§ Task description
Starting at the line that contains "the high-rise apartment" and continuing to the end of the items, copy those lines with "location" swapped for "position" and everything else left as is.
|---|
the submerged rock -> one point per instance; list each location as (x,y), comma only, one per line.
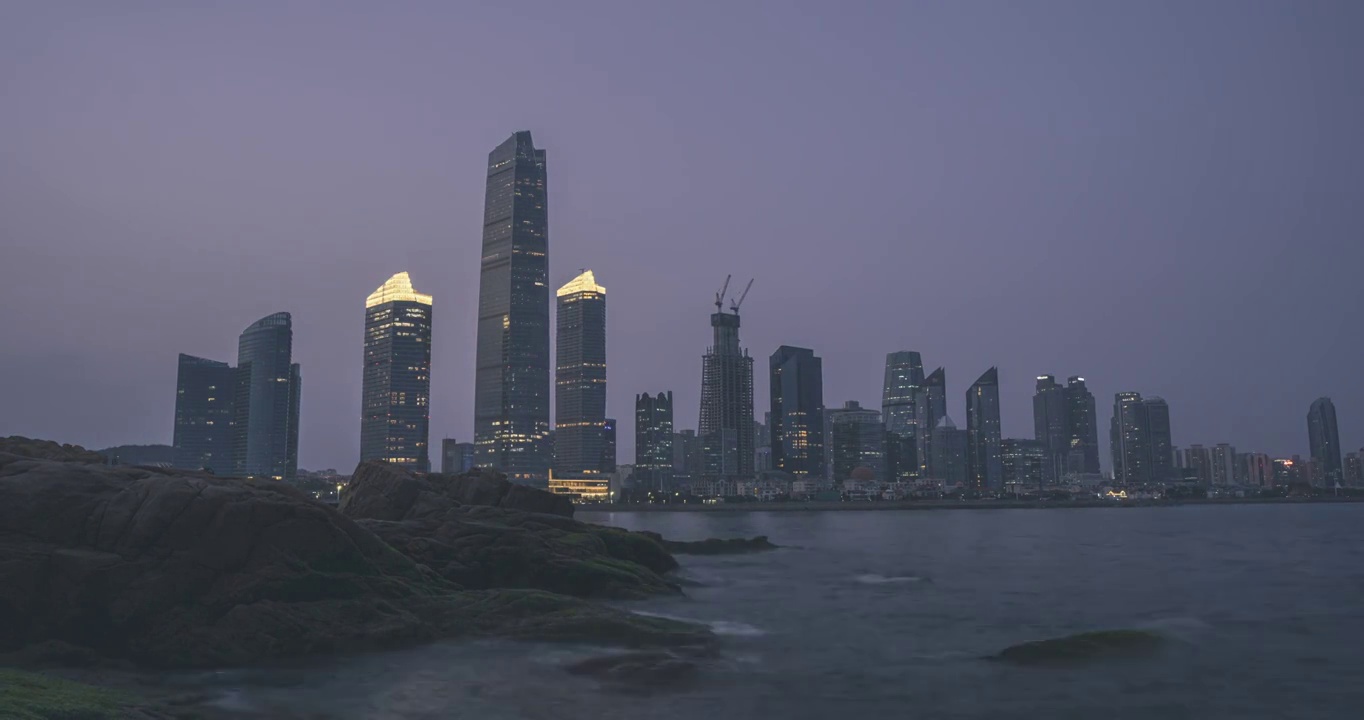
(1083,647)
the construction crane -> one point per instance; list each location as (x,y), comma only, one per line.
(734,304)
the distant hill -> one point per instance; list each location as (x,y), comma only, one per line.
(139,454)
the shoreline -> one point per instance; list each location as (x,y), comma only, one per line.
(937,505)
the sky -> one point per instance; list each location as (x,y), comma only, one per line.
(1160,197)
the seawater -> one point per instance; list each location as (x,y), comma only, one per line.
(888,614)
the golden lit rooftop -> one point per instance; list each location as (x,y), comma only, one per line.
(584,282)
(397,289)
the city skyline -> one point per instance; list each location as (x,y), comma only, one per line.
(278,205)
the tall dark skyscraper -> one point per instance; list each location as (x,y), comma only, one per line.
(982,428)
(512,385)
(396,394)
(726,424)
(266,401)
(797,417)
(580,378)
(1323,442)
(929,409)
(203,417)
(1083,427)
(654,441)
(1052,426)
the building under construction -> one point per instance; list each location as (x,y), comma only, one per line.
(726,424)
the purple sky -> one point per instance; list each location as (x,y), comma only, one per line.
(1161,197)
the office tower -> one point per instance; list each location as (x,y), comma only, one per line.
(203,398)
(726,424)
(456,457)
(1325,442)
(654,441)
(950,450)
(1201,460)
(580,378)
(266,402)
(797,416)
(396,393)
(1052,426)
(512,385)
(1158,435)
(929,409)
(1224,464)
(982,427)
(858,441)
(1023,464)
(1082,416)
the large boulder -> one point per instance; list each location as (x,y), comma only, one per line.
(471,532)
(176,569)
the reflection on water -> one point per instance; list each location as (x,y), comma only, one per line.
(883,614)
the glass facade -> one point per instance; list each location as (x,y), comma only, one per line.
(266,401)
(396,394)
(982,428)
(580,379)
(203,415)
(654,449)
(512,382)
(795,424)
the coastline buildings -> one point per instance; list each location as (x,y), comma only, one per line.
(1325,443)
(580,428)
(726,423)
(266,402)
(797,416)
(982,428)
(203,419)
(654,450)
(396,396)
(512,378)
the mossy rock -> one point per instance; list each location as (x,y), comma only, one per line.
(25,696)
(1082,648)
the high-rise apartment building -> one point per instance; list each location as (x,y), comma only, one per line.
(797,417)
(266,401)
(203,417)
(982,427)
(580,378)
(512,383)
(654,446)
(396,386)
(1325,443)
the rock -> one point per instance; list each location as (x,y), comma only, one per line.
(715,546)
(1083,647)
(382,491)
(180,569)
(434,521)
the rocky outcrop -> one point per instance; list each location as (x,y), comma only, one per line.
(441,524)
(1082,648)
(175,569)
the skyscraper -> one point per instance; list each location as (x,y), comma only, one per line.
(1052,426)
(1323,442)
(580,378)
(203,415)
(726,424)
(654,441)
(858,441)
(512,385)
(1082,416)
(929,409)
(797,417)
(266,401)
(982,428)
(396,396)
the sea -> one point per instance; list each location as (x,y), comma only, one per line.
(891,614)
|---|
§ Task response
the high-rise apartment building -> one point per instance; list each position as (x,y), comma only, one per line.
(797,417)
(266,401)
(203,417)
(982,427)
(580,378)
(512,383)
(654,446)
(396,386)
(1325,443)
the rock -> one point per instance; list each position as (x,y), comma only, one per line.
(715,546)
(1083,647)
(382,491)
(180,569)
(434,521)
the rocky outcrop -> one point per instance; list each position as (x,y), comma only, one per line.
(441,524)
(1082,648)
(175,569)
the skyscraper -> one point per instance; list each position as (x,y), comma only, one per line.
(1052,426)
(1323,442)
(580,378)
(203,415)
(726,424)
(654,441)
(858,441)
(512,385)
(1082,416)
(929,409)
(797,417)
(266,401)
(982,428)
(396,396)
the sea -> one point per instance; list each position as (x,y), comma only, one per line.
(891,614)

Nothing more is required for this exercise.